## TASKS TO COMPLETE
**A.** Quote the Orcas Island article word for word from "Unfortunately, the sheer" to "more under-the-radar destinations?".
**B.** Summarize the Orcas Island article in two sentences.
**C.** According to the Orcas Island article, the San Juan Islands lie off the coast of which state?

Exploring Orcas Island, the Pacific Northwest’s Best-Kept Secret

This summer, take the road less traveled and head to this secluded archipelago off the coast of Washington.

Boats at Westsound Marina framed by Madrone trees in orcas island.
Orcas Island.  Universal Images Group via Getty

Every summer, droves of eager beach-goers flock to the usual East Coast vacation spots. Whether that’s the Hamptons or Cape Cod, or perhaps Nantucket or Martha’s Vineyard, crowds descend upon these seaside towns en masse, drawn by the pristine beaches, charming shops, adorable restaurants and, of course, the natural beauty.

Unfortunately, the sheer number of visitors can often lead to oppressive crowds, resulting in a less than ideal setting for a relaxing getaway. So instead of spending your summer weekend scouring for a spot at the beach or struggling to get a dinner reservation, why not make an effort to explore more under-the-radar destinations?  

Perhaps that’s why everyone from Chris Pratt and Oprah to James Jannard and Bill Gates have been swarming to the San Juan Islands, a gorgeous and peaceful archipelago off the coast of Washington State. It’s the West Coast’s answer to New England’s summertime mainstays, boasting a similar ambience of waterfront luxury, but with its own unique charm and serenity.

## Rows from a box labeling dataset

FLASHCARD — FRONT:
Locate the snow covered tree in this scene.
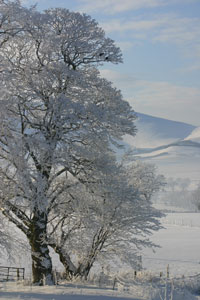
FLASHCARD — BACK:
[47,158,164,278]
[0,1,135,284]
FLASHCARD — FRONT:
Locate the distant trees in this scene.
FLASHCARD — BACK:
[0,0,163,284]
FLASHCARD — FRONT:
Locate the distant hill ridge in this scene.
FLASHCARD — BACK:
[136,112,196,139]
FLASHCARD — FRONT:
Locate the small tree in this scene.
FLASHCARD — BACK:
[49,162,164,278]
[192,183,200,210]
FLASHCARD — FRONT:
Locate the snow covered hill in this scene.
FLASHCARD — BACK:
[125,113,200,182]
[136,112,196,139]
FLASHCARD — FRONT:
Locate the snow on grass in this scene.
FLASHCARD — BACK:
[142,213,200,276]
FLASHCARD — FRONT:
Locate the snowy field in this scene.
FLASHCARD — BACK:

## CORRECT ANSWERS
**A.**
Unfortunately, the sheer number of visitors can often lead to oppressive crowds, resulting in a less than ideal setting for a relaxing getaway. So instead of spending your summer weekend scouring for a spot at the beach or struggling to get a dinner reservation, why not make an effort to explore more under-the-radar destinations?

**B.** Popular East Coast summer spots like the Hamptons, Cape Cod, Nantucket and Martha's Vineyard draw such large crowds that a relaxing getaway can be hard to find, so the article suggests quieter, lesser-known places. The San Juan Islands, a peaceful archipelago off Washington State, offer similar waterfront luxury with their own charm and calm and have drawn visitors such as Chris Pratt, Oprah and Bill Gates.

**C.** Washington State.